§ Problems:
**A)** Retype part of the Eiffel Tower elevator text word for word, beginning at the words "Eiffel opened his" and stopping after "great design laboratory.".
**B)** Answer these from the Eiffel Tower elevator text:
(i) At which event did Eiffel open his Tower?
(ii) How long was the elevator run from the second landing to the top of the Tower?
(iii) What was added to keep the upper elevator's hydraulic drive from freezing?

§ Page extract:
Today, Gustave Eiffel gives inventive minds a lift. The University of Houston's College of Engineering presents this series about the machines that make our civilization run, and the people whose ingenuity created them.

Eiffel opened his famous Tower at the 1889 Paris Exhibition. While he was building it, inventors were trying to give birth to the electric elevator. Ten years later he probably would have used an electric elevator, but for now he had a problem. And solving it created a great design laboratory.

Carrying people a thousand feet into the sky was daunting enough, but Eiffel's worst problem was at the base of the Tower. The four legs spread out, leaving a great open archway through the base. The arch was well over a hundred feet high and more than 200 feet across. An elevator shaft in the middle of that lovely arcade was unthinkable.

Hydraulic-drive cable elevators were well known. They'd never been used on such a scale, but there was no reason not to use them. Eiffel hired a French firm to build one for the 550-foot run from the second landing to the top of the Tower -- one that began 380 feet above the ground. He had a much harder time finding someone to fit an elevator into the curved lower legs of the Tower.

Eiffel finally rejected a wild English screw-driven system and turned to the American Elisha Otis. Otis was ready for him. He was sure no one else could do the job, so he had simply designed a system and then sat back to wait for Eiffel's call.

Otis made two huge hydraulic cable elevators for two opposing legs. They were half elevator, half inclined railroad -- very big and very complicated. They were also beautiful machines that drew crowds at the Exhibition.

French nationalism demanded that French elevators be put into the other two legs. Someone came up with a clumsy, but wildly inventive, chain-drive elevator that went only to the first platform. Later Eiffel muttered that its only merit was looking safe enough to satisfy bureaucrats. Those French elevators were the first to be replaced after the Exhibition.

The Otis elevators were avant-garde technology. But before WW-I they also gave way to simpler systems. The surprise was the French elevator in the upper part of the Tower. Once the longest elevator run ever built, it'd gone in with little fuss. It would've been replaced with an electric elevator when cold weather kept freezing its hydraulic drive; but someone added antifreeze, and it kept running for a century.

The rising Eiffel Tower clearly heralded a new age in high-rise thinking, and it drew in ideas. Some died on the drawing board. Some survived. But inventors knew that when the Tower was finished, buildings would never be quite the same again.

I'm John Lienhard, at the University of Houston, where we're interested in the way inventive minds work.

(Theme music)

Vogel, Robert M., Elevator Systems of the Eiffel Tower, 1889. United States National Museum Bulletin 228, Washington, D.C.: Smithsonian Institution, 1961.

§ Supplied data:

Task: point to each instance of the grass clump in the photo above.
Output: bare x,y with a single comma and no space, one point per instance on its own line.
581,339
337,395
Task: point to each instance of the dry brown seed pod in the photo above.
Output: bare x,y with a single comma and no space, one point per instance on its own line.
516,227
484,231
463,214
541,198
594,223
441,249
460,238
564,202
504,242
--
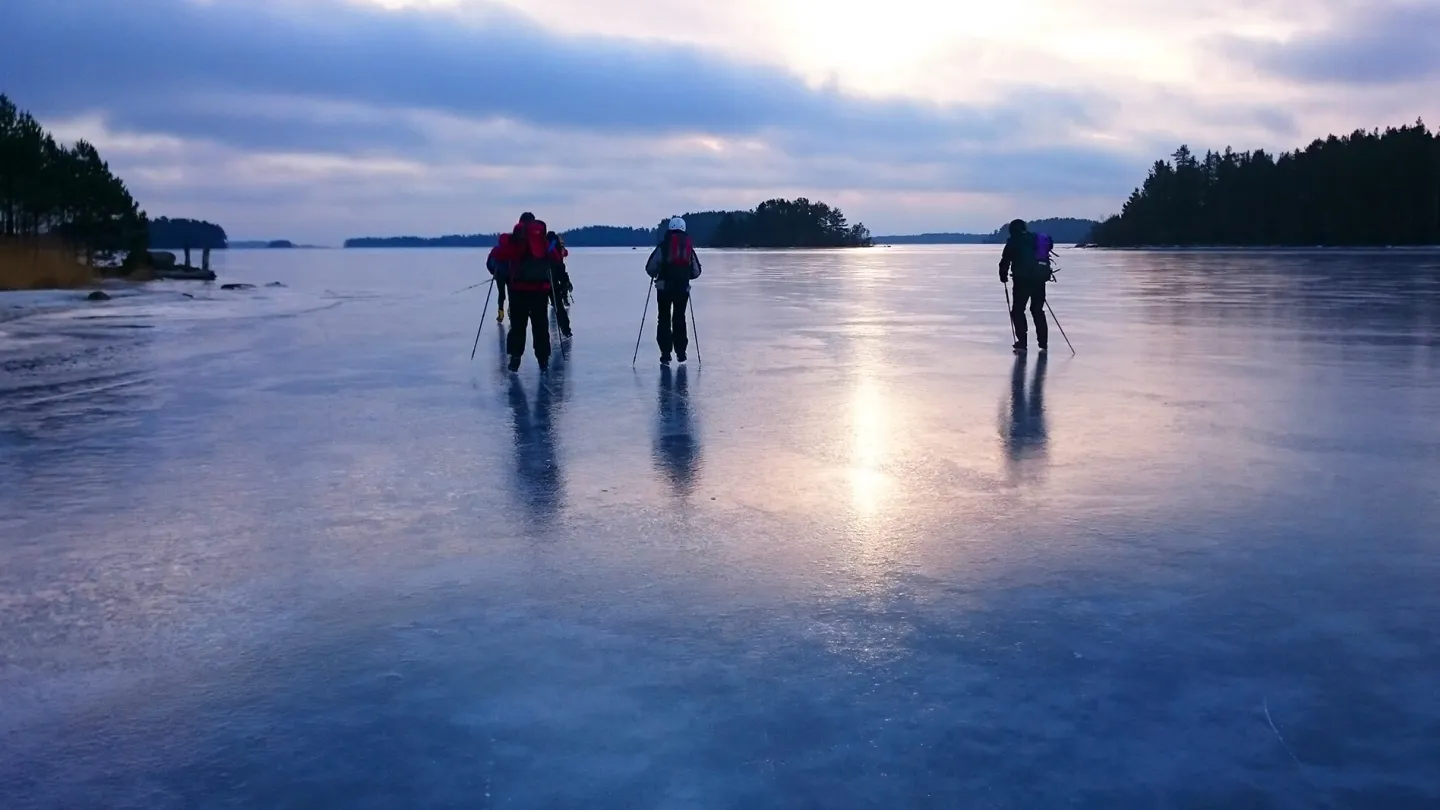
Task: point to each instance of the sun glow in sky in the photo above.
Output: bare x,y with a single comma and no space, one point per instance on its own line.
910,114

§ Task responses:
**A)**
Eiffel opened his famous Tower at the 1889 Paris Exhibition. While he was building it, inventors were trying to give birth to the electric elevator. Ten years later he probably would have used an electric elevator, but for now he had a problem. And solving it created a great design laboratory.

**B)**
(i) The 1889 Paris Exhibition
(ii) 550 feet
(iii) Antifreeze